Quoted passage:
|---|

18. OOM Errors

Chapter 18 of 20 · 20 min

Out-of-memory (OOM) errors occur when the model requires more VRAM or system RAM than is available. This chapter covers preventing and handling OOM situations.

Symptoms

  • CUDA out of memory error during model loading
  • Error: resource exhausted in API responses
  • Ollama crashes or restarts
  • System becomes unresponsive

Understanding Memory Requirements

Each model has a VRAM requirement based on parameter count and quantization:

Model Parameters Quantization VRAM Required
llama3.2:1b 1B Q4_K_M ~700 MB
llama3.2:3b 3B Q4_K_M ~2 GB
llama3.2:8b 8B Q4_K_M ~5 GB
codellama:13b 13B Q4_K_M ~8 GB
llama3.2:70b 70B Q4_K_M ~40 GB

Multi-GB models often need 8-24 GB of VRAM. System RAM is used when VRAM is insufficient, but this dramatically slows inference.

Reducing Memory Usage

Use smaller or more quantized models:

ollama run llama3.2:1b  # 700 MB VRAM
ollama run llama3.2:3b  # 2 GB VRAM

Reduce context window size:

ollama run llama3.2:3b --param num_ctx 1024

Smaller context uses less memory for the KV cache.

|---|

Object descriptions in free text

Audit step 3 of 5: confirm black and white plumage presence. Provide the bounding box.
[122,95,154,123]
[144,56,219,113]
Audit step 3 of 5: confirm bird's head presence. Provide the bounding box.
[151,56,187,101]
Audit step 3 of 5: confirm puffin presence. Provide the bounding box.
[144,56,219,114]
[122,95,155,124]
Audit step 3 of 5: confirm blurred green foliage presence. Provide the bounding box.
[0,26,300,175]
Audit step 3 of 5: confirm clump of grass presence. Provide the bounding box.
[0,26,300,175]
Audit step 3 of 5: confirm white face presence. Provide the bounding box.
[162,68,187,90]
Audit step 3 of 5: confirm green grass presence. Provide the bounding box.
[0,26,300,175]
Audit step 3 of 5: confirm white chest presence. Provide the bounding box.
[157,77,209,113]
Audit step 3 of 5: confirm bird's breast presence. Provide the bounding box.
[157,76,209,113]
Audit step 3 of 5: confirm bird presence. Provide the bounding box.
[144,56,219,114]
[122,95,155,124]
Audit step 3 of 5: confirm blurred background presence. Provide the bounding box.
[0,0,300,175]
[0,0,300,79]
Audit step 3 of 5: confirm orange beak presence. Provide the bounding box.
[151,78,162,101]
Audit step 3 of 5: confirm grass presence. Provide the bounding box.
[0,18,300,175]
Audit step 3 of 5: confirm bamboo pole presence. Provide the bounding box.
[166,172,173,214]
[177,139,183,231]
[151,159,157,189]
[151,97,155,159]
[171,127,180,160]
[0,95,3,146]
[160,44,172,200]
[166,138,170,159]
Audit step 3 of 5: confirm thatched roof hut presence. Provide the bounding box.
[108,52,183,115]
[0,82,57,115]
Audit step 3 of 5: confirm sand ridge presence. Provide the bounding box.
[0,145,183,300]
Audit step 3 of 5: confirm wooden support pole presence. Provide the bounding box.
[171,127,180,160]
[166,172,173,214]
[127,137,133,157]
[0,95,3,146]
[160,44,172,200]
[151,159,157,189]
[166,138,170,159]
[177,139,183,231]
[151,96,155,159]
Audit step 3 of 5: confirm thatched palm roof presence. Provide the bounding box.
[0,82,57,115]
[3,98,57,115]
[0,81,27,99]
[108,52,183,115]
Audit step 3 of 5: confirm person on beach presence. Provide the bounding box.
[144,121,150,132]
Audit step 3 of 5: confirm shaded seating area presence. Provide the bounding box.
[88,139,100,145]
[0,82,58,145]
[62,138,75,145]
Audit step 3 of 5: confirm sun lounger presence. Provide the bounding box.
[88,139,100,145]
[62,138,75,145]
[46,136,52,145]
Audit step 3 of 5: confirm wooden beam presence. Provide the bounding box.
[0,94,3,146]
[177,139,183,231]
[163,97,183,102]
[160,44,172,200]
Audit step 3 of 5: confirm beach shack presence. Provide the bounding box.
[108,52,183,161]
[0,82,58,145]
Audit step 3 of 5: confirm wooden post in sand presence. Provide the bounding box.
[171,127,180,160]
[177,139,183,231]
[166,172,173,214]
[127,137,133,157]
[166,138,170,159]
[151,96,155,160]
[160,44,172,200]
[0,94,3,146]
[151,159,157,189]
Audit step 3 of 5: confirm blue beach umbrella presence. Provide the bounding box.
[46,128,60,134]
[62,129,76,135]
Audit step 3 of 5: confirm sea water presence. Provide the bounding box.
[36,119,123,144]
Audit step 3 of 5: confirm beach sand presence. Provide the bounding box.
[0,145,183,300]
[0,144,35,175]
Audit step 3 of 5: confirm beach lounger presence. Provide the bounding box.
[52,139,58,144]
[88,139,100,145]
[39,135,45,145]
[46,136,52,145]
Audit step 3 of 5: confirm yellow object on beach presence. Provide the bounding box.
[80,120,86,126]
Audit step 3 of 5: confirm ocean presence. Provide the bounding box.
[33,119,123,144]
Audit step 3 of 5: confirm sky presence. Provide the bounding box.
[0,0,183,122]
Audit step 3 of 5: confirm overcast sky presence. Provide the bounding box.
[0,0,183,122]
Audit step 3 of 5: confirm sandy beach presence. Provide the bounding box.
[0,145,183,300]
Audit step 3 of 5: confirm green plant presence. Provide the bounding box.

|---|

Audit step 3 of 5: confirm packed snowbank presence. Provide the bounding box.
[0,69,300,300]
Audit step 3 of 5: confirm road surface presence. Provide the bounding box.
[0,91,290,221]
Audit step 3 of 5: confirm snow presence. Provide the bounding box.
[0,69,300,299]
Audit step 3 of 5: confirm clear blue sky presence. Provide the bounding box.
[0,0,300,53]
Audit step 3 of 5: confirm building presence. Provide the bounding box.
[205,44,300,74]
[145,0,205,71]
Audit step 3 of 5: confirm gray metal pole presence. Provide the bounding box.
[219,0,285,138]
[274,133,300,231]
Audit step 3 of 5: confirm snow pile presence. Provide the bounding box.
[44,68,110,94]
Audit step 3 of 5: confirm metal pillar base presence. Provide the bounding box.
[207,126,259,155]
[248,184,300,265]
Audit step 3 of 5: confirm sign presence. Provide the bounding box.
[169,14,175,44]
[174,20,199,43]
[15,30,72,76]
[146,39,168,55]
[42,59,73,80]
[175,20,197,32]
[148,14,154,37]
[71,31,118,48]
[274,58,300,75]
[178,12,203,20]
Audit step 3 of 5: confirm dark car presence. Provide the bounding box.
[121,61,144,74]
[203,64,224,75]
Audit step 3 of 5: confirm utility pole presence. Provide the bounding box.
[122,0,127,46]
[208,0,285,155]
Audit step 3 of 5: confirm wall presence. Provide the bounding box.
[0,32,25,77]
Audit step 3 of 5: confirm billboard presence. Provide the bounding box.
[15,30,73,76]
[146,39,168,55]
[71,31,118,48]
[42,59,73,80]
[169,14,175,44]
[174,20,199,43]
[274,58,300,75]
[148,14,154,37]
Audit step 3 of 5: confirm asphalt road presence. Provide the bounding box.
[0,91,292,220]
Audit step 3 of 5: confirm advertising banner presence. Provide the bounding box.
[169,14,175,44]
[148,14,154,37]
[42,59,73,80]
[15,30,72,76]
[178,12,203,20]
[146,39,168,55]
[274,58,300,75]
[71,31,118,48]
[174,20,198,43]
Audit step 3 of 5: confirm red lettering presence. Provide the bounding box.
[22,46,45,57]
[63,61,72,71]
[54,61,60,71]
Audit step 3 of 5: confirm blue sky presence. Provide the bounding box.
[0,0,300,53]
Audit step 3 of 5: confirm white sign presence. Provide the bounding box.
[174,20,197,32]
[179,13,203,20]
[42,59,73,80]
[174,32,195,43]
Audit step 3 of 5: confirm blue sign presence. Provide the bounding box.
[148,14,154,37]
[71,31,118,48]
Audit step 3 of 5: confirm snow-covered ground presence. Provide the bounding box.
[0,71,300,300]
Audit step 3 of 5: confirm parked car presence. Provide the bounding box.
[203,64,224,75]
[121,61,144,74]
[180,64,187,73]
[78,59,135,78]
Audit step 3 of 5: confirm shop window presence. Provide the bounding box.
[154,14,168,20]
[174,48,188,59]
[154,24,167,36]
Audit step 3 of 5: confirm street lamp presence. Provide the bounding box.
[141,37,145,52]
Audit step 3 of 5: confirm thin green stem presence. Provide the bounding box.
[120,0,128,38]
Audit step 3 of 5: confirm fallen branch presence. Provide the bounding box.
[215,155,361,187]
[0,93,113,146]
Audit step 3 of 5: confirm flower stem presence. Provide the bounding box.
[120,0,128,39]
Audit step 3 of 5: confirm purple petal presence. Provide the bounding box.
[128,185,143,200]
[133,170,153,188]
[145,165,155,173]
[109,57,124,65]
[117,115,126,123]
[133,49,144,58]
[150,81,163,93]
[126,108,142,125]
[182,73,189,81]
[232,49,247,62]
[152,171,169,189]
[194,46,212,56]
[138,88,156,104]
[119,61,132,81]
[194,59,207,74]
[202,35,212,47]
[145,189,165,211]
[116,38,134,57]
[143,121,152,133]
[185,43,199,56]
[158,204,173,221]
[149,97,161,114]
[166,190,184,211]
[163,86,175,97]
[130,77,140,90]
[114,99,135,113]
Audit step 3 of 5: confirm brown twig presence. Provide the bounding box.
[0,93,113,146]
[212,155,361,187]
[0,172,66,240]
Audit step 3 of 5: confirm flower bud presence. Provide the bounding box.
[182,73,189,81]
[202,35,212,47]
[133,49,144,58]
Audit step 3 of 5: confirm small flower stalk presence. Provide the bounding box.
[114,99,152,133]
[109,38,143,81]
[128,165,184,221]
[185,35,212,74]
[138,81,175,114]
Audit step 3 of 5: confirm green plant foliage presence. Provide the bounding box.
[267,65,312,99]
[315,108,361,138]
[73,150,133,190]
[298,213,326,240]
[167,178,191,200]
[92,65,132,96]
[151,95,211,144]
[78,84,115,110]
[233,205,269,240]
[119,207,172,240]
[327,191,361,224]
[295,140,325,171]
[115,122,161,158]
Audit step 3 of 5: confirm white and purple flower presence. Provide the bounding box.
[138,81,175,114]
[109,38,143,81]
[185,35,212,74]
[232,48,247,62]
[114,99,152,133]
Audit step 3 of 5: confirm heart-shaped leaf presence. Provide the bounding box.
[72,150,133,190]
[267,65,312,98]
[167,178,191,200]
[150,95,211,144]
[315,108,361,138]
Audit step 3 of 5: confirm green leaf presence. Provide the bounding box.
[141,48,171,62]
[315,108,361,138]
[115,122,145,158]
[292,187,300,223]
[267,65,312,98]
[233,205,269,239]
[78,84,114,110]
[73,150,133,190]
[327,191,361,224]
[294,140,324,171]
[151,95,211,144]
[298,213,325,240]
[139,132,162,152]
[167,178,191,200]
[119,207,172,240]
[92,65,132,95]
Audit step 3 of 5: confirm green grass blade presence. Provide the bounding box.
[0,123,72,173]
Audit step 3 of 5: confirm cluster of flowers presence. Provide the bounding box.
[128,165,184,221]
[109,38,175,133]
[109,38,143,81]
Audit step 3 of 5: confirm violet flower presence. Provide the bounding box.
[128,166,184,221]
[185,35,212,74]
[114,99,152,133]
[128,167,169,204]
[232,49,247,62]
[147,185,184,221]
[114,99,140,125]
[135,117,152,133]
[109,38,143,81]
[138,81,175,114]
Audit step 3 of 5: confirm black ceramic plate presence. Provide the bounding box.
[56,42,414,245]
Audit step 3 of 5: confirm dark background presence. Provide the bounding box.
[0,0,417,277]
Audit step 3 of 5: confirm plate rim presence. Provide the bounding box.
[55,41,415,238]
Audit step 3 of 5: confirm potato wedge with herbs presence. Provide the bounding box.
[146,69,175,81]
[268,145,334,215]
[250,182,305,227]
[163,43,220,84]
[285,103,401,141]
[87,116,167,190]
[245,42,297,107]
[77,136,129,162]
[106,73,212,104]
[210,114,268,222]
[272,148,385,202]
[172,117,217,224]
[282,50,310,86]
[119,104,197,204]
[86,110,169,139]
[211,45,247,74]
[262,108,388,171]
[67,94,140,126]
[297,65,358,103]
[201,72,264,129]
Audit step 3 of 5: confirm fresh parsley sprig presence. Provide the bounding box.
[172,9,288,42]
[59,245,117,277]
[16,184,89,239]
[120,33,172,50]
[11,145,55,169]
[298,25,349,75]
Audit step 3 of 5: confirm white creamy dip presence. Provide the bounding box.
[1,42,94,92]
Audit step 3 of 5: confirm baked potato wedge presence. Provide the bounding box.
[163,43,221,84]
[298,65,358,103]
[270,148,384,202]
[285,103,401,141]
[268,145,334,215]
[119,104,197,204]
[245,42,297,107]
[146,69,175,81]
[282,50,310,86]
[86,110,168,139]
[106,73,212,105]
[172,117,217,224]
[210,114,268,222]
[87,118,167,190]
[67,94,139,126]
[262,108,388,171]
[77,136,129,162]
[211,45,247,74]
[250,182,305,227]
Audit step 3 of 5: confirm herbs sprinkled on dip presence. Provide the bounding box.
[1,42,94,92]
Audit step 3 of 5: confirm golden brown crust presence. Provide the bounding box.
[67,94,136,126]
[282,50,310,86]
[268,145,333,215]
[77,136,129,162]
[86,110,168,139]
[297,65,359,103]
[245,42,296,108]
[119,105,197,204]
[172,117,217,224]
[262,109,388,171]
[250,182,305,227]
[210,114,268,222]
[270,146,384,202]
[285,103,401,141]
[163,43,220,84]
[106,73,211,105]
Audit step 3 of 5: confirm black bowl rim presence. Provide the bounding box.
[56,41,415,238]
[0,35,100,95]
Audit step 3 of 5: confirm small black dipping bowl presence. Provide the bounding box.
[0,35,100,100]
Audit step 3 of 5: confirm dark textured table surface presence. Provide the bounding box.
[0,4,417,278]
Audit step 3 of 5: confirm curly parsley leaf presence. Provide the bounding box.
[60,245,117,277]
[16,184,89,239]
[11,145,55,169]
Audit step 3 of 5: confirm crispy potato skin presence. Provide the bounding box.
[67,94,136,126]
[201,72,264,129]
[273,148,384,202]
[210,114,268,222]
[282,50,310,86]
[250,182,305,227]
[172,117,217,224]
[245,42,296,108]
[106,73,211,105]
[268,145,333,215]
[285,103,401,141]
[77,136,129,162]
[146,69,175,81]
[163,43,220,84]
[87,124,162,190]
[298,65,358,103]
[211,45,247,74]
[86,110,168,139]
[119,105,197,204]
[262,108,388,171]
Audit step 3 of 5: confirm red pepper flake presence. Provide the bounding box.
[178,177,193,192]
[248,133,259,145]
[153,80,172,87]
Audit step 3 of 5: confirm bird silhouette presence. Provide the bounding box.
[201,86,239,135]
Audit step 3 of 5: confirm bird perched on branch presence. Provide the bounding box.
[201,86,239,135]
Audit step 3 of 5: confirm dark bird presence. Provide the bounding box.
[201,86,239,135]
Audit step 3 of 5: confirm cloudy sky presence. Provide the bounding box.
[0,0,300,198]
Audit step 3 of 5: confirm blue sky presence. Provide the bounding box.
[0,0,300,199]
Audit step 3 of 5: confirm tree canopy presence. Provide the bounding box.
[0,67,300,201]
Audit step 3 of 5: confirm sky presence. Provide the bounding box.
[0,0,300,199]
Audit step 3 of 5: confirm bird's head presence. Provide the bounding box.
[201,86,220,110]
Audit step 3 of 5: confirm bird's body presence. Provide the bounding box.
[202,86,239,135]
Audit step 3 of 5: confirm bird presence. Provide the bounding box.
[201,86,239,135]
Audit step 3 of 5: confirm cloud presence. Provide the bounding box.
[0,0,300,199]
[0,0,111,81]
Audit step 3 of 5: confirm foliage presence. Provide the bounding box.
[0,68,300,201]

|---|

What this task involves: Extend the out-of-memory errors chapter past its last sentence.

The answer:
Limit GPU layers:

ollama run llama3.2:8b --param num_gpu 24

Offloading layers to CPU reduces VRAM usage at the cost of speed.

System Memory Limits

Ollama has a maximum memory setting:

# Linux/macOS - limit to 8 GB system RAM
export OLLAMA_MAX_LOADED_MODELS=1
ollama serve

# Windows PowerShell
$env:OLLAMA_MAX_LOADED_MODELS = "1"
ollama serve

Handling OOM in API Requests

When generating with long contexts, the KV cache grows. If you see OOM errors during generation, reduce prompt size or clear conversation history.

from ollama import chat, Client

client = Client(host='http://localhost:11434')

try:
    response = client.chat(model='llama3.2:3b', messages=[
        {'role': 'user', 'content': 'Very long prompt...' * 100}
    ])
except Exception as e:
    if 'out of memory' in str(e).lower():
        print("Reduce prompt size or context window")
    raise

Monitoring Memory

Watch memory usage while running:

# NVIDIA GPU memory
watch -n 1 nvidia-smi

# System RAM
watch -n 1 free -h

When approaching limits, stop unused models:

ollama stop llama3.2:8b

Docker Memory Limits

services:
  ollama:
    image: ollama/ollama:latest
    deploy:
      resources:
        limits:
          memory: 8G
    # ...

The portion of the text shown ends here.